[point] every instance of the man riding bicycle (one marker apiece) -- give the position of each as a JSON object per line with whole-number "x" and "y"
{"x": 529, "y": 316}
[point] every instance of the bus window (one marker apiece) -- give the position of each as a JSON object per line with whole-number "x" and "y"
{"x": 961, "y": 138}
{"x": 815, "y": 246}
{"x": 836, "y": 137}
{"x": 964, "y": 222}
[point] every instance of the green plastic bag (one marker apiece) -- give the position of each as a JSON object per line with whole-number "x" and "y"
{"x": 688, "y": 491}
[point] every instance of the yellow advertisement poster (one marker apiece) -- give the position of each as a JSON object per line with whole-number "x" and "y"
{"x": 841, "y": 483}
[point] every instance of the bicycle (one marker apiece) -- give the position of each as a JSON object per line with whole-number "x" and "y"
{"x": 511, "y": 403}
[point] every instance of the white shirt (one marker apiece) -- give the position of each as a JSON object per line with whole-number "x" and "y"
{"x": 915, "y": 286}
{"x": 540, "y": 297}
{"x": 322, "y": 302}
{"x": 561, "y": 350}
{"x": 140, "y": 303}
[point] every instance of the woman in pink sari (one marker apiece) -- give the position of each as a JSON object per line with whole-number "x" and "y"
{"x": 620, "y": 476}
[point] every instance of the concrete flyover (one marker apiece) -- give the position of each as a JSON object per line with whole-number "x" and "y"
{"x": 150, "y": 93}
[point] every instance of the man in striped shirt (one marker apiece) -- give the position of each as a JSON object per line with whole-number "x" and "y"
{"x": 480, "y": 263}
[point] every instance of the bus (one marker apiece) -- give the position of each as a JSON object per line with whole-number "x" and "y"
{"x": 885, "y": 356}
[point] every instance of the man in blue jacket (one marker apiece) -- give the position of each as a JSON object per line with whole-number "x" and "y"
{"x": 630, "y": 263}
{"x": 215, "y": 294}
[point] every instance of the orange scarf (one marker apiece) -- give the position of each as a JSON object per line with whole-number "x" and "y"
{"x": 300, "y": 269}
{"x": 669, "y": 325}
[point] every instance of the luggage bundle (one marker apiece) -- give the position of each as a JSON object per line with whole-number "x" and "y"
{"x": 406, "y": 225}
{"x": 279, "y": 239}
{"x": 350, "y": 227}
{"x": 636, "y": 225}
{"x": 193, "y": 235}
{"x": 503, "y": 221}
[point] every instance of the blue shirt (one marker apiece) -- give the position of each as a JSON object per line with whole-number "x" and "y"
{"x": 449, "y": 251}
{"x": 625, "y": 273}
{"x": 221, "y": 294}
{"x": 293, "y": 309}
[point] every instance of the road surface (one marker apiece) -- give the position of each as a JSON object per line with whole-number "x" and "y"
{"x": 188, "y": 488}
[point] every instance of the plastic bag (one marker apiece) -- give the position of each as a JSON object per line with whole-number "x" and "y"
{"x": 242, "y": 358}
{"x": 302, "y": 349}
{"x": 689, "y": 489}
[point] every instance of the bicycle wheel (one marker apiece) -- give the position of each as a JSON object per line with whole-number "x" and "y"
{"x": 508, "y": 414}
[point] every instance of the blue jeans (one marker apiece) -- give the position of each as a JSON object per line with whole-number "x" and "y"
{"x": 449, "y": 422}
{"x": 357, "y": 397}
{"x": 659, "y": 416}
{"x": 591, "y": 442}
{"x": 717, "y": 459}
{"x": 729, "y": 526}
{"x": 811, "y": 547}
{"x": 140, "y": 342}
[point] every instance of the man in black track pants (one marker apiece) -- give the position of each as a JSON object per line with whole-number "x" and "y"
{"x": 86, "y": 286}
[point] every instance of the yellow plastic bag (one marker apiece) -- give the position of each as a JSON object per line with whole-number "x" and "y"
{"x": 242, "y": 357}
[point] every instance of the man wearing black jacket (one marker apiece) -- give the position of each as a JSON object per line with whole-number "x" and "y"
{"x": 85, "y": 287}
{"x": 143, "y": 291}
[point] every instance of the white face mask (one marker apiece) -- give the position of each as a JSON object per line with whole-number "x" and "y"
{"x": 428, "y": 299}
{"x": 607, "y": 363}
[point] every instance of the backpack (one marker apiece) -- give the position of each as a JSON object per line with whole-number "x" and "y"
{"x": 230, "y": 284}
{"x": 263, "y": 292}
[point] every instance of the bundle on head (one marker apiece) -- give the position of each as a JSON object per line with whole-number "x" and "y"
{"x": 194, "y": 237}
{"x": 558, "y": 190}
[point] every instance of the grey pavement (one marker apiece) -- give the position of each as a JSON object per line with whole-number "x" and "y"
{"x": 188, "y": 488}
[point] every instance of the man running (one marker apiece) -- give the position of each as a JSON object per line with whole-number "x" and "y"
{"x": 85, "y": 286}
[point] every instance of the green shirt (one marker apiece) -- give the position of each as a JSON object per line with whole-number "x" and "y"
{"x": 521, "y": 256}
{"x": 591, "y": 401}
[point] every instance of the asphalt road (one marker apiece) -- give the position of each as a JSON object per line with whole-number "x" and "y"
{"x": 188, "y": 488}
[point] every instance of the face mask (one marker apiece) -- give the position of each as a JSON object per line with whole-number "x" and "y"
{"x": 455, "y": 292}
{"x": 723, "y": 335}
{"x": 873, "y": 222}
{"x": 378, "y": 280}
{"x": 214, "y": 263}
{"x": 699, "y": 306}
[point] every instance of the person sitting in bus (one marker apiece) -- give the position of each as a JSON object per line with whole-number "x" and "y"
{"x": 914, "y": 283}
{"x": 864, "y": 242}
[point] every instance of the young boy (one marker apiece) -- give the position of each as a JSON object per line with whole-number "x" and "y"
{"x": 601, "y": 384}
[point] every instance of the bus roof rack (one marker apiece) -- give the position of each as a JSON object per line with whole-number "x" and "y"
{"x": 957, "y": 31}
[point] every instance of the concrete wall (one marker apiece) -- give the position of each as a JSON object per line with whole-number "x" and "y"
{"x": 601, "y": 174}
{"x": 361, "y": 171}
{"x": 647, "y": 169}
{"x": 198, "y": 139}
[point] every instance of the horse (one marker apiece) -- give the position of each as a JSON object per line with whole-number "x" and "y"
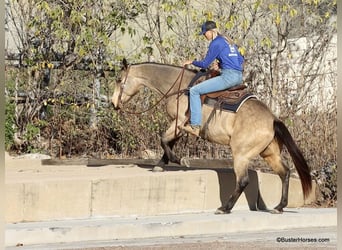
{"x": 251, "y": 131}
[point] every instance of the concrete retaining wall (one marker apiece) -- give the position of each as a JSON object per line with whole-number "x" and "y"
{"x": 39, "y": 193}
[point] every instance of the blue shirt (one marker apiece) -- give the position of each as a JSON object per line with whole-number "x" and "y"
{"x": 228, "y": 55}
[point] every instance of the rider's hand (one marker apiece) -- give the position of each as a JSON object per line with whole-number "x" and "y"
{"x": 215, "y": 66}
{"x": 187, "y": 63}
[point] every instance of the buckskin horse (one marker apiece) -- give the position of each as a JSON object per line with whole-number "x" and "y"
{"x": 251, "y": 131}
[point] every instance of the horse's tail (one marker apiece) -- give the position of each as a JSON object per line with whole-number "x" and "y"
{"x": 284, "y": 136}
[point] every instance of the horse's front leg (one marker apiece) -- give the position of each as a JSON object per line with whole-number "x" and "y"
{"x": 168, "y": 140}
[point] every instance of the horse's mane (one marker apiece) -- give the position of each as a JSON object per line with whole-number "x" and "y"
{"x": 165, "y": 65}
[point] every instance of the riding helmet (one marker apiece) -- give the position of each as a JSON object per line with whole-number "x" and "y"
{"x": 208, "y": 25}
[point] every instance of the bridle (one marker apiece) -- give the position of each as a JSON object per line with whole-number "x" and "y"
{"x": 164, "y": 96}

**WRITTEN TASK:**
Reproduce the entire listing above word for word, leaving out the pictures.

**TASK SOLUTION:**
[point] every instance of the man riding bicycle (one marker apiece) -- give the position of each as a JSON object per line with whole-number "x" and "y"
{"x": 529, "y": 316}
[point] every instance of the bus window (one marker apiece) -- give the position of each as a JSON object per line with whole-number "x" and "y"
{"x": 961, "y": 138}
{"x": 815, "y": 246}
{"x": 836, "y": 137}
{"x": 964, "y": 222}
[point] every instance of the green plastic bag (one marker apiece) -- give the position of each as a JSON object per line with whole-number "x" and "y"
{"x": 688, "y": 491}
[point] every instance of the yellow advertisement poster (one marker apiece) -- give the position of each as a JSON object per line with whole-number "x" and "y"
{"x": 841, "y": 483}
[point] every instance of the bicycle (one marker apiece) -- give the position of each as a JSON object per line with whole-number "x" and "y"
{"x": 511, "y": 403}
[point] every instance of the white shirt (one marker apiece) -- give the position of each as a JSON object per line with whole-number "x" and "y"
{"x": 915, "y": 286}
{"x": 540, "y": 297}
{"x": 322, "y": 302}
{"x": 561, "y": 350}
{"x": 140, "y": 303}
[point] every instance of the woman in pink sari (one marker apiece) -- give the position of each as a JSON object per line with whole-number "x" and "y"
{"x": 620, "y": 476}
[point] every instance of the concrete flyover (one marker apiece) -- give the position of each as a JSON object per line with whole-number "x" and "y"
{"x": 150, "y": 93}
[point] every instance of the man in striped shirt (one marker apiece) -- give the position of each as a JSON object per line with whole-number "x" and "y"
{"x": 480, "y": 263}
[point] every instance of the bus (one marker apiece) -- give the position of each as a JSON object per line with whole-number "x" and "y"
{"x": 885, "y": 356}
[point] every instance of the man in blue jacket (one marker apiece) -- give the position of each as a JSON object per line with whole-number "x" and "y"
{"x": 630, "y": 263}
{"x": 215, "y": 294}
[point] every instance of the orange scarf (one marker apiece) -- give the position of each as a JSON object per line with whole-number "x" and "y"
{"x": 300, "y": 269}
{"x": 669, "y": 325}
[point] every instance of the luggage bundle (one marker apiece) -- give the position of each as a JSON object per line with whole-number "x" and "y"
{"x": 406, "y": 225}
{"x": 279, "y": 239}
{"x": 350, "y": 227}
{"x": 636, "y": 225}
{"x": 193, "y": 235}
{"x": 503, "y": 221}
[point] every instance of the blue shirt (one marker apiece) -- give the position of each as a JSON object per line with whole-number "x" and "y"
{"x": 449, "y": 251}
{"x": 625, "y": 273}
{"x": 221, "y": 294}
{"x": 293, "y": 309}
[point] every instance of the road surface (one marker apiece) -- give the position of each as a JSON object per line with whole-number "x" and "y"
{"x": 188, "y": 488}
[point] every instance of the plastic bag (one marker apiece) -- give the position of each as a JSON object per line with whole-number "x" and "y"
{"x": 242, "y": 358}
{"x": 302, "y": 349}
{"x": 689, "y": 489}
[point] every instance of the bicycle wheel (one marker apiece) -- give the position of each as a JSON object per line with whole-number "x" and "y"
{"x": 508, "y": 414}
[point] every instance of the blue jeans (one marker apiece) -- give the position of each as a JSON object per line with whole-number "x" and "y"
{"x": 449, "y": 422}
{"x": 357, "y": 397}
{"x": 659, "y": 416}
{"x": 591, "y": 442}
{"x": 717, "y": 459}
{"x": 729, "y": 526}
{"x": 811, "y": 547}
{"x": 140, "y": 342}
[point] every instance of the man in black track pants (one marker apiece) -- give the position of each as a JSON object per line with whole-number "x" and "y"
{"x": 86, "y": 286}
[point] every instance of the yellow plastic bag (one marker apiece) -- give the position of each as a JSON object per line with whole-number "x" and "y"
{"x": 242, "y": 357}
[point] every instance of the man wearing black jacket (one marker apiece) -- give the position of each as a JSON object per line with whole-number "x" and "y"
{"x": 85, "y": 287}
{"x": 143, "y": 291}
[point] every instance of the white face mask (one marker apiece) -- give the position of each as a JSON object per line with whole-number "x" and "y"
{"x": 428, "y": 299}
{"x": 607, "y": 363}
[point] every instance of the backpack (one marker apiece) -- give the position of each as a JSON object per line with whole-number "x" and "y"
{"x": 230, "y": 284}
{"x": 263, "y": 292}
[point] every instance of the bundle on head (one marker apiece) -- give the position of each as a JSON object per line with whole-number "x" and "y"
{"x": 194, "y": 237}
{"x": 558, "y": 190}
[point] every instance of the grey pavement (one marker apiece) -- give the position of each as a JSON object per line with whole-number "x" and "y"
{"x": 188, "y": 488}
[point] every instance of the man running (one marker apiece) -- give the position of each as a JSON object per line with whole-number "x" and "y"
{"x": 85, "y": 286}
[point] every instance of the green shirt (one marker apiece) -- give the position of each as a JSON object per line with whole-number "x" and "y"
{"x": 521, "y": 256}
{"x": 591, "y": 401}
[point] every instance of the asphalt road (one marker apiece) -- give the position of each as a JSON object per line with whole-number "x" and "y"
{"x": 188, "y": 488}
[point] every instance of the face mask (one marker apiece) -- give the position of each as a JSON object per line with whole-number "x" and "y"
{"x": 455, "y": 292}
{"x": 723, "y": 335}
{"x": 873, "y": 222}
{"x": 378, "y": 280}
{"x": 214, "y": 263}
{"x": 699, "y": 306}
[point] every instance of the person sitting in bus (one marker apiece) -- give the position of each as a JSON object per line with whole-number "x" and "y"
{"x": 914, "y": 283}
{"x": 864, "y": 242}
[point] every instance of the young boy (one marker apiece) -- give the position of each as a JSON object per line with whole-number "x" and "y"
{"x": 601, "y": 384}
[point] every instance of the bus roof rack (one marker apiece) -- give the position of each as a JSON object per line with whole-number "x" and "y"
{"x": 957, "y": 31}
[point] every instance of the concrete wall (one marker apiece) -- give the position of each as a JSON object per line with whole-number "x" and "y"
{"x": 601, "y": 174}
{"x": 361, "y": 171}
{"x": 647, "y": 169}
{"x": 198, "y": 139}
[point] every instance of the horse (one marker apiece) -- give the position of each as a JSON object per line with whole-number "x" and "y"
{"x": 251, "y": 131}
[point] every instance of the concrete retaining wall (one marker apiece) -- give the position of each as a JSON object per line with whole-number "x" and "y"
{"x": 39, "y": 193}
[point] every instance of the blue shirt (one marker apiece) -- give the position of each as a JSON object per line with whole-number "x" and "y"
{"x": 228, "y": 55}
[point] every instance of the rider's hand (one marker apiece) -- give the position of each as a JSON object per line with whole-number "x" and "y"
{"x": 215, "y": 66}
{"x": 187, "y": 63}
[point] every instance of the buckskin horse (one marker apiece) -- give the position of each as a JSON object per line with whole-number "x" and "y"
{"x": 251, "y": 131}
[point] every instance of the horse's tail (one marker apiece) -- give the position of each as a JSON object per line with whole-number "x" and "y"
{"x": 284, "y": 136}
[point] every instance of the horse's front leg (one marker apiece) -- give the position of each as a JSON object per line with whole-number "x" and "y"
{"x": 168, "y": 140}
[point] every instance of the horse's mane (one marker apiece) -- give the position of each as a JSON object per line with whole-number "x" and "y"
{"x": 165, "y": 65}
[point] every instance of the riding helmet (one marker apiece) -- give the position of each as a JSON object per line with whole-number "x" and "y"
{"x": 208, "y": 25}
[point] every instance of the bridle (one marker apiece) -- give the position of each as a JSON object per line with whole-number "x" and "y"
{"x": 164, "y": 96}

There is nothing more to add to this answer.